[Begin]

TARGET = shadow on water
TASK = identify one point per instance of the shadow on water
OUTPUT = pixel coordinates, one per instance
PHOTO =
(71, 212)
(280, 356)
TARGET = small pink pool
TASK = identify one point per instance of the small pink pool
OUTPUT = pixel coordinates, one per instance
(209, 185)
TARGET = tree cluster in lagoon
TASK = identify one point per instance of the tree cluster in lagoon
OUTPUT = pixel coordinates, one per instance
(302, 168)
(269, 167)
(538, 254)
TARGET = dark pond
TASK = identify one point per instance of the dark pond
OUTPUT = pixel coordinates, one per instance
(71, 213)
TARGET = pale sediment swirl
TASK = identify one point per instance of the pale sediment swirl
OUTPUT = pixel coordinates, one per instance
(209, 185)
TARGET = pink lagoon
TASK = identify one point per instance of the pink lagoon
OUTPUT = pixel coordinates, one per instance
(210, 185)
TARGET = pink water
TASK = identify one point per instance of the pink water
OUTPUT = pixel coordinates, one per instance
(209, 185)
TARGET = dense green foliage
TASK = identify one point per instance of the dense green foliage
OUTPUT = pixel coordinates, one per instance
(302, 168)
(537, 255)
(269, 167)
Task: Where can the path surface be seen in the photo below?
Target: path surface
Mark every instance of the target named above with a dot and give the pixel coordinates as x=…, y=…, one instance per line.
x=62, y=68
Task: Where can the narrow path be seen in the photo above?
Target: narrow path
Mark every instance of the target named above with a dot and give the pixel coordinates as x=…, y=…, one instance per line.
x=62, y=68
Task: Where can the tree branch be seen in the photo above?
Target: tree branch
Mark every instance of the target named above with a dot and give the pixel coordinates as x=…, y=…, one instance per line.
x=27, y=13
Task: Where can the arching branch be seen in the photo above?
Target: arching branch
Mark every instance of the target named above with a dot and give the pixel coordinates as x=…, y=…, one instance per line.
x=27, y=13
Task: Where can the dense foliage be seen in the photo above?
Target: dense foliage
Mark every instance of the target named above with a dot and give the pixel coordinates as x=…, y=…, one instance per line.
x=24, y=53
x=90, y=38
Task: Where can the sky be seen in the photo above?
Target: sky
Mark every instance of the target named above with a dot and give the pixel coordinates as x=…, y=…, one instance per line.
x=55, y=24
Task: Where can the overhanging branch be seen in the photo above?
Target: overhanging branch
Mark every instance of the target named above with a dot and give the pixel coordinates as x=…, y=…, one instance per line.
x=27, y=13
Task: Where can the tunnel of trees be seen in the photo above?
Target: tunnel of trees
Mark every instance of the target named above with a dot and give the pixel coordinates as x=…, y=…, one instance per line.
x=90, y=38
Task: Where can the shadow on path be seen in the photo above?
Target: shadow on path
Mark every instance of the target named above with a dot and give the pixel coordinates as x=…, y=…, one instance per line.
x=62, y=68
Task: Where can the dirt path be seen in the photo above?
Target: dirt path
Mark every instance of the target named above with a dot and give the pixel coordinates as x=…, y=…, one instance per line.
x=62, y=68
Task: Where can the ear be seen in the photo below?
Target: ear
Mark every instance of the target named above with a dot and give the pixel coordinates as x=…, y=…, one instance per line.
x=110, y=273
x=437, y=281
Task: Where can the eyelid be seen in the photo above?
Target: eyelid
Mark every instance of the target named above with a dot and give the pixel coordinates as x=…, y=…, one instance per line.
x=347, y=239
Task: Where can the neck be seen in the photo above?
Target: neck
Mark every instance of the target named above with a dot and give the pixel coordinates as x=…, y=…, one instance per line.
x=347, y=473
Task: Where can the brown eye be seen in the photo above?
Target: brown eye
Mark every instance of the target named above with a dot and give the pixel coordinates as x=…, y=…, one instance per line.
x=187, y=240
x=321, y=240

[End]

CHALLENGE: Copy the entries above line for line, without changing anything.

THE ANSWER:
TARGET = shadow on water
TASK = identify one point per instance of the shadow on water
OUTPUT = pixel coordinates, one per instance
PHOTO =
(71, 212)
(280, 356)
TARGET = small pink pool
TASK = identify one point per instance of the small pink pool
OUTPUT = pixel coordinates, one per instance
(209, 185)
TARGET = tree cluster in lagoon
TASK = identify one point per instance of the tree cluster in lagoon
OUTPUT = pixel coordinates, one per instance
(302, 168)
(269, 167)
(538, 254)
TARGET = dark pond
TASK = identify one point per instance of the dark pond
OUTPUT = pixel coordinates, one per instance
(71, 213)
TARGET = pale sediment swirl
TASK = identify one point per instance of the pale sediment swirl
OUTPUT = pixel coordinates, one per instance
(209, 185)
TARGET = pink lagoon
TASK = identify one point per instance of the pink lagoon
OUTPUT = pixel coordinates, one per instance
(210, 185)
TARGET = pink water
TASK = identify one point per instance of the pink water
OUTPUT = pixel coordinates, one per instance
(209, 185)
TARGET = dense green foliage
TASK = identify one point per instance of the dense green foliage
OUTPUT = pixel coordinates, one per instance
(302, 168)
(537, 255)
(269, 167)
Task: Where can the path surface be seen in the photo below?
Target: path surface
Mark every instance of the target named above with a dot and give the pixel coordinates as x=…, y=…, one instance per line.
x=62, y=68
Task: Where can the narrow path be seen in the photo above?
Target: narrow path
Mark every instance of the target named above with a dot and give the pixel coordinates as x=…, y=…, one instance per line.
x=62, y=68
Task: Where can the tree branch be seen in the photo above?
Target: tree branch
Mark every instance of the target named above with a dot and give the pixel coordinates as x=…, y=…, one instance per line.
x=27, y=13
Task: Where can the arching branch be seen in the photo above?
Target: arching branch
Mark every instance of the target named above with a dot and give the pixel coordinates as x=…, y=…, one instance per line.
x=27, y=13
Task: Where can the dense foliage be seen in the photo above?
Target: dense foliage
Mark every instance of the target named above with a dot and give the pixel coordinates as x=…, y=…, one instance per line.
x=24, y=53
x=90, y=38
Task: Where can the sky be seen in the photo above?
Target: sky
Mark every instance of the target named above with a dot and give the pixel coordinates as x=…, y=…, one instance per line.
x=55, y=24
Task: Where can the overhanging branch be seen in the photo above?
Target: overhanging branch
Mark every instance of the target named above with a dot and give the pixel coordinates as x=…, y=…, one instance per line.
x=27, y=13
Task: Where can the tunnel of trees be seen in the photo above?
Target: tunnel of trees
Mark every instance of the target named above with a dot and give the pixel coordinates as x=…, y=…, one instance per line.
x=90, y=38
Task: Where can the shadow on path be seen in the photo above?
Target: shadow on path
Mark every instance of the target named above with a dot and give the pixel coordinates as x=…, y=…, one instance per line.
x=62, y=68
Task: Where can the dirt path be seen in the photo above?
Target: dirt path
Mark every instance of the target named above with a dot and give the pixel coordinates as x=…, y=…, one instance per line.
x=62, y=68
Task: Where can the ear be seen in the photo below?
Target: ear
Mark every instance of the target named above with a dot and give the pixel coordinates as x=…, y=…, one instance per line.
x=110, y=273
x=437, y=281
Task: Where can the eyelid be seen in the photo above?
Target: eyelid
Mark every instance of the target named above with a dot and give the pixel coordinates as x=…, y=…, one instance per line.
x=347, y=239
Task: Where can the neck be seen in the photo above?
Target: neck
Mark every instance of the target named above with a dot and give the pixel coordinates as x=…, y=…, one instance per line.
x=347, y=473
Task: Where can the brown eye be seen in the photo above?
Target: brown eye
Mark every instance of the target named above with a dot and give the pixel coordinates as x=…, y=…, one instance per line.
x=187, y=240
x=321, y=240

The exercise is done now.